▸ Task description:
Can you rewrite every line of the listing with "pixel coordinates" renamed to "image coordinates" and nothing else changed?

Stored items
-- BEGIN --

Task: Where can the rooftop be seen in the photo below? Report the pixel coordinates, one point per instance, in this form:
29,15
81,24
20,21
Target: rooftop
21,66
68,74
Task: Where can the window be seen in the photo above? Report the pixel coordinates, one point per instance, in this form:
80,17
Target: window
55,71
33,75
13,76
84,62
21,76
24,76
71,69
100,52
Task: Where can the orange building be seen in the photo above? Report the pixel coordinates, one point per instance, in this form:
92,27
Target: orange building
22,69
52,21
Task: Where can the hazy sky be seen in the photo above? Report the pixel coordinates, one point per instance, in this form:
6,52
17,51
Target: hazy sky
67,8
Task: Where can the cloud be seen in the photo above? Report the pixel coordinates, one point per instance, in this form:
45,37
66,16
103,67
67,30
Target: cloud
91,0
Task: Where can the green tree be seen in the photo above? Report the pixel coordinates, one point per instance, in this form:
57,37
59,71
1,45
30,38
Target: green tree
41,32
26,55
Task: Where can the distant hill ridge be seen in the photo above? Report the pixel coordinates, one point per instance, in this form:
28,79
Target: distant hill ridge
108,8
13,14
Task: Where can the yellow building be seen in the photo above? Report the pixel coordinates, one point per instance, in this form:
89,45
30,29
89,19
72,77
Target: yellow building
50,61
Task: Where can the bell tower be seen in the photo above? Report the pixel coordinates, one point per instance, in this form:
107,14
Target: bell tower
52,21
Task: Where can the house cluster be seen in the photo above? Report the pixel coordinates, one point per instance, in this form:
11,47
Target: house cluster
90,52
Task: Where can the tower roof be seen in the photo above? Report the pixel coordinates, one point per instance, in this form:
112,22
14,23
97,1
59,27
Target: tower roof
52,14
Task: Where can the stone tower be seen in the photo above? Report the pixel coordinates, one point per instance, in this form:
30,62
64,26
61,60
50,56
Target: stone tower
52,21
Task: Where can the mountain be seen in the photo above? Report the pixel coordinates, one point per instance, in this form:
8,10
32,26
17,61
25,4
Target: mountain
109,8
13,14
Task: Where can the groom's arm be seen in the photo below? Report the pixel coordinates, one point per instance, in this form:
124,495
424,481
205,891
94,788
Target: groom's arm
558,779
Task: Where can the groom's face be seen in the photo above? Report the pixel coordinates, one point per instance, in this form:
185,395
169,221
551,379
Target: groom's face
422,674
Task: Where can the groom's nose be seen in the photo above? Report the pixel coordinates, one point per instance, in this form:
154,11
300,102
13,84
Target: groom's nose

-- END --

▸ Answer to this exercise:
Task: Where can the rooftop be seen in the photo below? Report the image coordinates, one point per instance, in this form:
29,15
81,24
20,21
Target: rooftop
21,66
68,74
Task: Where can the window be seen in the photo above? Report the image coordinates, one point per instance, in this form:
80,17
Target: window
55,71
33,75
13,76
84,62
21,76
24,76
71,69
100,52
Task: Where can the orange building be seen in the photo above? Report the image coordinates, one point per instance, in this form:
92,27
Target: orange building
22,69
52,21
Task: Where can the hazy sky be seen in the photo above? Report the image coordinates, one point per instance, in this form:
6,52
17,51
Target: hazy sky
67,8
Task: Where can the cloud be seen in the photo above? Report the image coordinates, one point per instance, in this form:
45,37
66,16
103,67
67,30
Target: cloud
91,0
Task: Where can the green tree be seen in the photo above? Report the image coordinates, one point per instance, in this form:
57,37
59,71
1,45
30,38
Target: green tree
41,32
26,55
Task: Where can the distant hill ridge be seen in the photo above? Report the image coordinates, one point per instance, in this form:
28,79
Target: distant hill ridge
108,8
13,14
Task: Where can the yellow building be seen in the photo above? Report the image coordinates, one point per instance, in this form:
89,45
30,29
89,19
72,77
Target: yellow building
50,61
Task: Where can the bell tower be seen in the photo above? Report the image coordinates, one point per instance, in this form:
107,14
Target: bell tower
52,21
Task: Where can the house cluster be seen in the photo above? Report the image coordinates, one point per instance, in this form:
11,47
Target: house cluster
90,52
Task: Where can the tower roof be seen in the photo above? Report the image coordinates, one point per instance, in this form:
112,22
14,23
97,1
59,27
Target: tower roof
52,14
Task: Where can the stone tower be seen in the photo above? Report the image coordinates, one point per instance, in this form:
30,62
64,26
61,60
50,56
Target: stone tower
52,21
Task: Where can the mountain be seen in the photo above? Report the image coordinates, one point per instance, in this form:
8,10
32,26
17,61
25,4
Target: mountain
109,8
13,14
Task: Where can the groom's arm be seen in the photo below? Report the image coordinates, one point per instance, in this form:
124,495
424,481
205,891
94,788
Target: groom's arm
558,779
Task: Where can the groom's face be seen in the photo above? Report the image coordinates, one point per instance, in this form:
185,395
169,221
551,379
Target: groom's face
422,674
Task: Where can the groom's nose be seen in the photo above? Report the image coordinates, one point per instance, in this form:
154,11
300,102
13,84
Target: groom's nose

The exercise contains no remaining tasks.